> Listing
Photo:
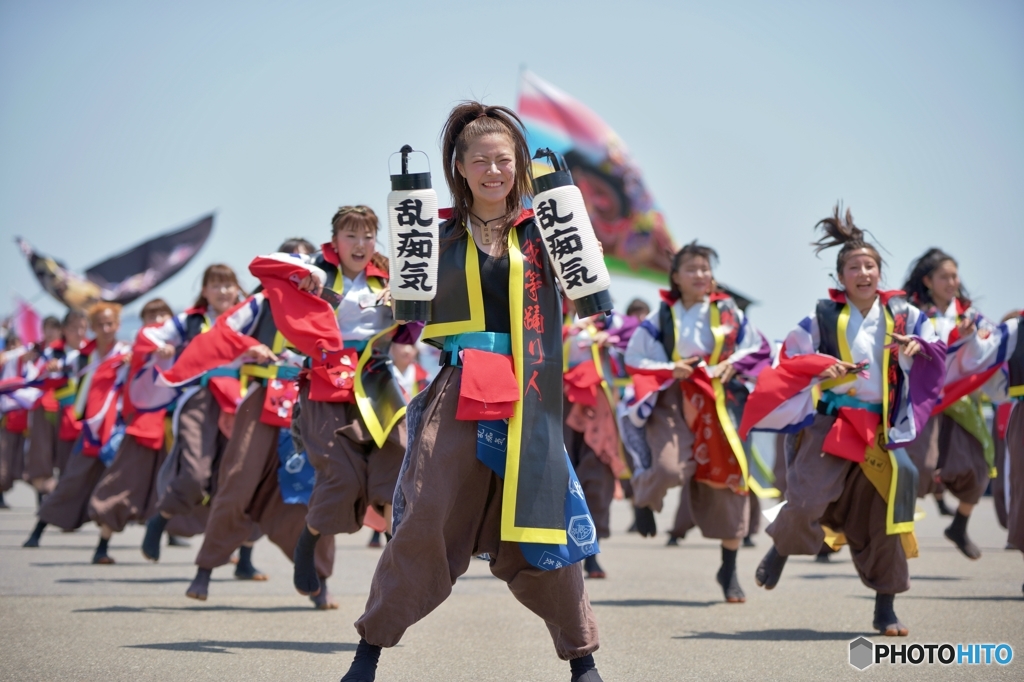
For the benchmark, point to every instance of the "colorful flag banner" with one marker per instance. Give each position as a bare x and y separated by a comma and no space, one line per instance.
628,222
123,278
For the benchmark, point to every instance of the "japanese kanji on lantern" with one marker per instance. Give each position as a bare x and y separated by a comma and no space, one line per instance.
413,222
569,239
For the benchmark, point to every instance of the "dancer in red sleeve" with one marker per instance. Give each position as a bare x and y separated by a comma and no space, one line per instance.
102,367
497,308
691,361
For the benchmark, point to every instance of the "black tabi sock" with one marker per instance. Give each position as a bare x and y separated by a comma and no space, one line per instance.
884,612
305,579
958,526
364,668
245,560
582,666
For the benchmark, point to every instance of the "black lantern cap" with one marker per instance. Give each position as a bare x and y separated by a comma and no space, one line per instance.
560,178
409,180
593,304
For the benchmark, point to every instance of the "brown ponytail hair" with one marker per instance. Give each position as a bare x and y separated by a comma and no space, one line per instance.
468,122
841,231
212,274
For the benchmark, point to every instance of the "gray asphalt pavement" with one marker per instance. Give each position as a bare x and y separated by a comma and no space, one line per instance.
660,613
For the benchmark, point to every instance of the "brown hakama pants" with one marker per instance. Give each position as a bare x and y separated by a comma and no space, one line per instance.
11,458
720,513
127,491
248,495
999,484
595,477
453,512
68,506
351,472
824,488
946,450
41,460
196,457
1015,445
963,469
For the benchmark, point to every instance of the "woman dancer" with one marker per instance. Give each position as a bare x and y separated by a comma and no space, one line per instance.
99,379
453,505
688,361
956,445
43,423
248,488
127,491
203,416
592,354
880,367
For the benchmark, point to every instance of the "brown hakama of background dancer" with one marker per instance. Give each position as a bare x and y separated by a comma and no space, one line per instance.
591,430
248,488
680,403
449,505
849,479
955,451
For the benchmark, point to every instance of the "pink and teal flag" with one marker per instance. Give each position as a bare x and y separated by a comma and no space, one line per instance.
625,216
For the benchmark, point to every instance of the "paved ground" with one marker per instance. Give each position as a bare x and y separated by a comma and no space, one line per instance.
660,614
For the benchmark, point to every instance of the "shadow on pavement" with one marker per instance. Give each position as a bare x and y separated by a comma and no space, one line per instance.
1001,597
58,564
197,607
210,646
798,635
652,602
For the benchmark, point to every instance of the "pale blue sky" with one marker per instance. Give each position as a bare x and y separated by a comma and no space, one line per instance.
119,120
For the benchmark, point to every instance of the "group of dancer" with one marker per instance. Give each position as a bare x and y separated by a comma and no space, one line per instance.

> Given problem
Copy all the entries word for word. Omit any pictures.

> Response to the exercise
Photo:
For the benchmark, point to every instance of the "colorful flag banner" with one marker per instance. Give each position as a bare x and y separated by a comma and no space, one line per instance.
628,222
123,278
For the benchmark, point to every instance of the "japanese kanji on lantern" with one marker per instance. Give each position as a bare x and y separated by a comma and no space, one line per instance.
413,222
569,239
For the benchmark, point to every instance of the "dancer in red sleeve" with one marker per instance. Give each position as a bare x and y separated by a comma and no space, one line per instance.
102,367
497,308
691,361
For the benchmark, point to every instance of the "black tabi sock" with one marker per instance. Give each position as a bare x and y separated by a comma and no space, one line per instance.
884,612
305,579
958,526
364,668
245,560
582,666
For the benchmark, point to every instance of the "black lantern cap" with one marker per instance. Give each position as a bare x and y separated by a comma and no space, one line per instance.
560,178
409,180
593,304
For the benchmark, point to every instance of the "brown ponytail hair" with one marker per instance. Give each position as a bare x and y separated by a comma and no space, one line per instance.
468,122
841,231
212,274
For the benchmark, point to every instance of the "gray asphalt pavement" with one marker per instance. Give each position as a bare x and y separated by a comma and no space, one line per instance.
660,613
For the benchmark, point to every instance of the "brown hakama pants" with one marker per instance. Give each position as a bare x and y separated by a comma and no space, one line per instance.
11,458
720,513
127,491
248,495
999,484
595,477
453,512
68,506
351,472
824,488
946,450
41,460
196,457
1015,445
963,469
For the benchmark, point to every instance of the "woman dancer" with one marker per instance. Give each position as a bare x and y separated by a comma and no space, one line per instance.
99,379
453,505
688,361
956,445
43,423
248,488
127,491
203,416
592,354
880,367
For the benchmark, point to every instance of the "brown hakama of background dancer" with one marker per instance. Give each position as a bare x and y separated by a comma and no space, one line per instance.
591,430
248,488
680,403
449,505
849,479
955,451
For the benchmark, point to every instance of the "pink and teal flag" with one marker per instance. Give each position as a bare x and y separated by a comma and no space, one line per instance.
625,216
For the benchmark, point to every instance of the "paved ground" with one marker per instance. Give each position as a bare x and y separated by a comma and no space, one line per instance.
660,614
For the benchmark, point to every instance of the "shadow on pavement" with one marker per instance. Give each position as a bare x and y separated by a comma and no space, one line per instance.
1001,597
58,564
197,607
210,646
798,635
652,602
For the benchmark, point to every instance of the "pale blue sky" with one marker per instance. Give each position as a bare x and y separated by a comma and no space, one line per instance.
119,120
For the benchmark, point to every instance of the "group of dancer" with one marker per instance. Give each position as a bare x and y separated by a comma and no space, one line per instance.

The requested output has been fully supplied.